Stored entries:
# # # # # # #

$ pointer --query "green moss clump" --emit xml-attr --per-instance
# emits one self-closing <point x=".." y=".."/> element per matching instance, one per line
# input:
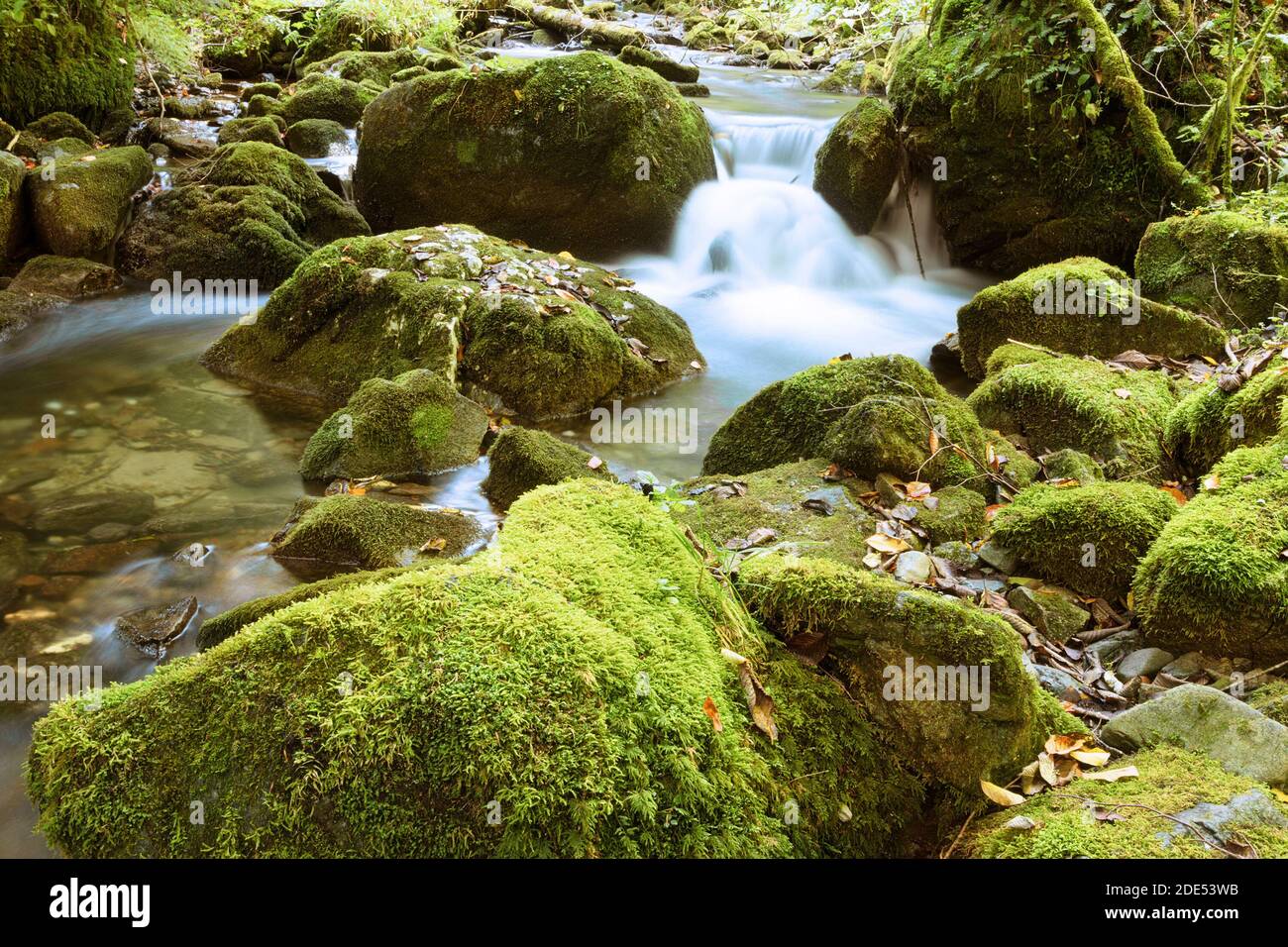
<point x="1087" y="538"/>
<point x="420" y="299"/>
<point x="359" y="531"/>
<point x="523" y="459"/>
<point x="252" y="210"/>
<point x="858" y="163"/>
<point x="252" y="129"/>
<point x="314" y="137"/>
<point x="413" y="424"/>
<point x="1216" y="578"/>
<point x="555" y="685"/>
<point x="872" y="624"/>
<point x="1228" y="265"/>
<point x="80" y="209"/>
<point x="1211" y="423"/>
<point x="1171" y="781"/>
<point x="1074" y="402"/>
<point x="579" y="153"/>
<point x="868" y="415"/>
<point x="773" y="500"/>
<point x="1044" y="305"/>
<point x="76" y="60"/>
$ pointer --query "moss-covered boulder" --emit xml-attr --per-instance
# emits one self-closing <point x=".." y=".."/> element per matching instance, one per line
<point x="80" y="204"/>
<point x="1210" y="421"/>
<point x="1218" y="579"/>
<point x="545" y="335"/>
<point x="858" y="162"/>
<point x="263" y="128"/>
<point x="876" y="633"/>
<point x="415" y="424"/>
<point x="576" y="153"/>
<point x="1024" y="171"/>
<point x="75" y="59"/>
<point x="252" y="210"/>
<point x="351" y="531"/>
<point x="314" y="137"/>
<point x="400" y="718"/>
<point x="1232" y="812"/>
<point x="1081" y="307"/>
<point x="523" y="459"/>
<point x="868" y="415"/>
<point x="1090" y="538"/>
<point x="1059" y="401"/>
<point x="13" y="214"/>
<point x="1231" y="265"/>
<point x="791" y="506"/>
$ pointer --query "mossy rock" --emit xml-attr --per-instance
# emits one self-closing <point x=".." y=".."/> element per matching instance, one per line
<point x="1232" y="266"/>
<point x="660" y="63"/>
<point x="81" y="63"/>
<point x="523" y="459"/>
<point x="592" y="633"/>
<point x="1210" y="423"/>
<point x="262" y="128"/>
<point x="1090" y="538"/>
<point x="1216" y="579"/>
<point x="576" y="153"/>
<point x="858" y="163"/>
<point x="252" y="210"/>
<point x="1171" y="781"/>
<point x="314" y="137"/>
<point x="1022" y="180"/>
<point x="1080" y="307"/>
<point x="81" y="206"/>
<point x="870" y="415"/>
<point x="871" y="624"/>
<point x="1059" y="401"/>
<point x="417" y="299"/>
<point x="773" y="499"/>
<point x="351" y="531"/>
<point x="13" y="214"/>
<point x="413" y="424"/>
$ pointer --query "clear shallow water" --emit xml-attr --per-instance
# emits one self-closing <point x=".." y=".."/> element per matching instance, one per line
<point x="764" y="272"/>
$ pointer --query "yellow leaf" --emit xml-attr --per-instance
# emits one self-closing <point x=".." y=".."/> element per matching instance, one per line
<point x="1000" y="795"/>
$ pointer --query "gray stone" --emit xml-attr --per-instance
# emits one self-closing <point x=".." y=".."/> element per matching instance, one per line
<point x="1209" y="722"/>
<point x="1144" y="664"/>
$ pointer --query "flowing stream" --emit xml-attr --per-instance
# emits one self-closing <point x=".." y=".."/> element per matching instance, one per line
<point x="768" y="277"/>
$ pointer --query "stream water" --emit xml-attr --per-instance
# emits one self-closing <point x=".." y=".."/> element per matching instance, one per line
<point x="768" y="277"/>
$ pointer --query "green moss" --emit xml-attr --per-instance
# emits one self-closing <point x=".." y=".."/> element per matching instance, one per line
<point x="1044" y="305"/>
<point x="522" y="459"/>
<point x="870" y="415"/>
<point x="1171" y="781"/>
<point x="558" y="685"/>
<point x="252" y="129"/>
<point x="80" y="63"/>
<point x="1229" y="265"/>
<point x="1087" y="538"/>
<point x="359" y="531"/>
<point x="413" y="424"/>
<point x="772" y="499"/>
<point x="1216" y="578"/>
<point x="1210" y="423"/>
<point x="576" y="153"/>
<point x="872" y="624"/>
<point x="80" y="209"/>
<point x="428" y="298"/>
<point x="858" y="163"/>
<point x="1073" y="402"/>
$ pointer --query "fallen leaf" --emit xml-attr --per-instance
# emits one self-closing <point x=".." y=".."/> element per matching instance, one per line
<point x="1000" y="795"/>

# # # # # # #

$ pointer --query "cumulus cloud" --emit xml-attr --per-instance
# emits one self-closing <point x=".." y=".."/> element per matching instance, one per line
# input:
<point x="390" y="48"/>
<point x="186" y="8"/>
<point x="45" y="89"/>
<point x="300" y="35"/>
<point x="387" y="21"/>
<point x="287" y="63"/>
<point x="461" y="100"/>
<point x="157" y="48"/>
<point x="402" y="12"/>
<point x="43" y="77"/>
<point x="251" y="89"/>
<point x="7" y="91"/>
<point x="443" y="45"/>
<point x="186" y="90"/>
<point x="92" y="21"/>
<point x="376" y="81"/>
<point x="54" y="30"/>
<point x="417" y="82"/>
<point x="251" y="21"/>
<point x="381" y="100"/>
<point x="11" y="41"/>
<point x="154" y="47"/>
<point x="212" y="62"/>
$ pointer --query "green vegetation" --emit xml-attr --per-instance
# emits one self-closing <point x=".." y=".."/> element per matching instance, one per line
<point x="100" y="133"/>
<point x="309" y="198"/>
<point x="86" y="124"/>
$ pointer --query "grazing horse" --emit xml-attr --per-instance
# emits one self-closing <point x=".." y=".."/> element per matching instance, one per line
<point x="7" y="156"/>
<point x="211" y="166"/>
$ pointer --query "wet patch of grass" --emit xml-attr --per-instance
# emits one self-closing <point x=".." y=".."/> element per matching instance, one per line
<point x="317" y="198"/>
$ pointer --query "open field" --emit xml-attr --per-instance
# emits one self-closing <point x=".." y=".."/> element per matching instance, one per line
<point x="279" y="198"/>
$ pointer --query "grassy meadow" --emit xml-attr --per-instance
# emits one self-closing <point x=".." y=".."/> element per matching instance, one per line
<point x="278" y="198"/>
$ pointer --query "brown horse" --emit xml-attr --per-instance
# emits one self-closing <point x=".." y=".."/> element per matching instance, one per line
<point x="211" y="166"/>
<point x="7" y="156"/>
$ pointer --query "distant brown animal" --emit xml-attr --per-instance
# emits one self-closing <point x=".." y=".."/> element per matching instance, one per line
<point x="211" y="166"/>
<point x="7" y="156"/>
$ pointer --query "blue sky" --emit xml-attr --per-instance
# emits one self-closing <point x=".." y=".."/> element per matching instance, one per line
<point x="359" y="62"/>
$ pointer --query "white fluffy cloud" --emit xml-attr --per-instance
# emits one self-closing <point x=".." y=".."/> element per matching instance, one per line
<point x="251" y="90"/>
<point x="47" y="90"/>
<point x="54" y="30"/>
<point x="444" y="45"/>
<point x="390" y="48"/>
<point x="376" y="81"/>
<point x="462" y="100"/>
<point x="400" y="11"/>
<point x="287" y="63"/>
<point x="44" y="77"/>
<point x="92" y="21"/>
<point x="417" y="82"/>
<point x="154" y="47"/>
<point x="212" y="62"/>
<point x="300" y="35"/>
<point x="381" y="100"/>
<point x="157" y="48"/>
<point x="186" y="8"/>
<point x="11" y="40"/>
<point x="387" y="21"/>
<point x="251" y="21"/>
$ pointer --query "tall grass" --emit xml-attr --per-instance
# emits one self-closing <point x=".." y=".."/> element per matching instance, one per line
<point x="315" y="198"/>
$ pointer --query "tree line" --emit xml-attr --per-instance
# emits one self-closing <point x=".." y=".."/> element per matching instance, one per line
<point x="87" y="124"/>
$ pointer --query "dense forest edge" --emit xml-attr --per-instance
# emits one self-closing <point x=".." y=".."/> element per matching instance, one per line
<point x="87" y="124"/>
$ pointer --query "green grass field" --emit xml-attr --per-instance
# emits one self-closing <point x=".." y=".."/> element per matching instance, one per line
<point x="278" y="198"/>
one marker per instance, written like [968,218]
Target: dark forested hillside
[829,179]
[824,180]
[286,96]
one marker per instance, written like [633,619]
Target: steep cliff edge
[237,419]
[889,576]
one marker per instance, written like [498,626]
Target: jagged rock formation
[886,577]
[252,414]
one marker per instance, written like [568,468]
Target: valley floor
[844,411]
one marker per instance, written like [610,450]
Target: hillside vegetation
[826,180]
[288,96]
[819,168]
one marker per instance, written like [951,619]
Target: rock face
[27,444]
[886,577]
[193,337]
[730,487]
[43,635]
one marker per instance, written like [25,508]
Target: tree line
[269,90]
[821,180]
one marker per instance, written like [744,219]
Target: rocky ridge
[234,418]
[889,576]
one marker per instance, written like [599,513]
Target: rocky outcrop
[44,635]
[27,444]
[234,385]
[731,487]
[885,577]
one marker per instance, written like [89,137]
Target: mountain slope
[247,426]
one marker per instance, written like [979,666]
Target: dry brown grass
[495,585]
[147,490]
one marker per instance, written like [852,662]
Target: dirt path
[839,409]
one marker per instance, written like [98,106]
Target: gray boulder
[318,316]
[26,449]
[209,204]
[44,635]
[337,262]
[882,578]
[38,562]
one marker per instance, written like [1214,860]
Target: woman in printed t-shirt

# # # # # # #

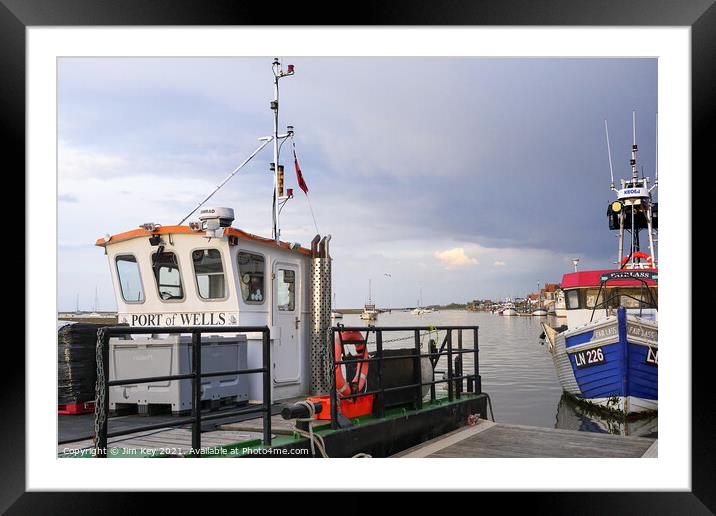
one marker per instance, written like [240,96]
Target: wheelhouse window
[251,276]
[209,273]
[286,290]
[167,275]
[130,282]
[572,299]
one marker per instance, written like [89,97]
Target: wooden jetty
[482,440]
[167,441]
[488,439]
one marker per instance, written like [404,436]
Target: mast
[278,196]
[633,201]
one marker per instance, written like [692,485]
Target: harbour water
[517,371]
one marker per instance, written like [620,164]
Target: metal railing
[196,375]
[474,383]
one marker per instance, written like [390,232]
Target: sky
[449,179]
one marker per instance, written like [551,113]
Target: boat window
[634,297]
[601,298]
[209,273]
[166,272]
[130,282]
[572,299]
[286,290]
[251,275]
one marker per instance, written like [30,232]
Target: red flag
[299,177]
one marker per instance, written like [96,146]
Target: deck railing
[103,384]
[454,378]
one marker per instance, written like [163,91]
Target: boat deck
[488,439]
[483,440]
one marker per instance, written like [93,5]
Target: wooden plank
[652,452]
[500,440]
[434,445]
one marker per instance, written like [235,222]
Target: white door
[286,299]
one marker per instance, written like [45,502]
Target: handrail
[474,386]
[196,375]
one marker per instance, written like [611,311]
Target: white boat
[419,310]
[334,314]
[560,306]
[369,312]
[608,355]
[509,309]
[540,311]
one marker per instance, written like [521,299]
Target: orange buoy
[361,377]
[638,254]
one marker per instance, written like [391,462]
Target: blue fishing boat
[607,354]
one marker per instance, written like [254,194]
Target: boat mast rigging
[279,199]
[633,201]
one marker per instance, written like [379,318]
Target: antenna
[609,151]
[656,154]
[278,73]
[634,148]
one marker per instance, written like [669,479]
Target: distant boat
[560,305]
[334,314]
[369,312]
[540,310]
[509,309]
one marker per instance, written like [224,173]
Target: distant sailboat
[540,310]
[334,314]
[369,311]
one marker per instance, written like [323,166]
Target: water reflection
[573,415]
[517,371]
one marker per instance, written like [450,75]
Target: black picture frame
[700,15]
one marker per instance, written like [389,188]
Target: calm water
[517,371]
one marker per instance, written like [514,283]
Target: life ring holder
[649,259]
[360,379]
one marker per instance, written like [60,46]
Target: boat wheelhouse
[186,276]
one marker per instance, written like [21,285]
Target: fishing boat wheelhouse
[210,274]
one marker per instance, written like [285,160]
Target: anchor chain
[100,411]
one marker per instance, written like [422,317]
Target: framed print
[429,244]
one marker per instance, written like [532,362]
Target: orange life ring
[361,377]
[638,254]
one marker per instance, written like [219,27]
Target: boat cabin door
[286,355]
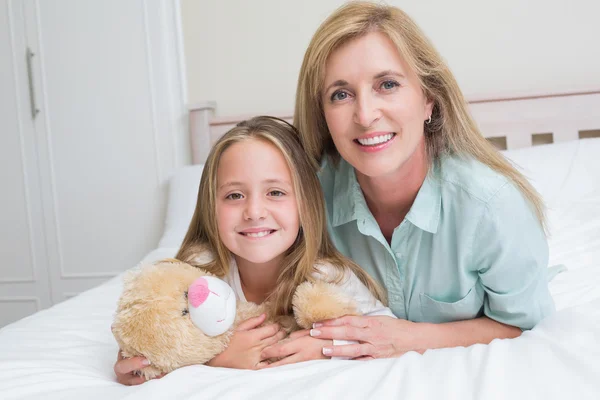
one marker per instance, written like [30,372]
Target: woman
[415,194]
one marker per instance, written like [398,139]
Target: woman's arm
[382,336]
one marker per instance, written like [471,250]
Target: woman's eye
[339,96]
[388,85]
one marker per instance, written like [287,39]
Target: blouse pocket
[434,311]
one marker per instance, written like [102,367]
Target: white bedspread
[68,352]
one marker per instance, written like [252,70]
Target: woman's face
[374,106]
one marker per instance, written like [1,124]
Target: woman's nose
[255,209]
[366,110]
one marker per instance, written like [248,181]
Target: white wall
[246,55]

# # # # # # #

# [Task description]
The word "field" occurs on some lines of the entries. Work out how many such lines there are and reply with the number alone.

# [Output for this exercise]
2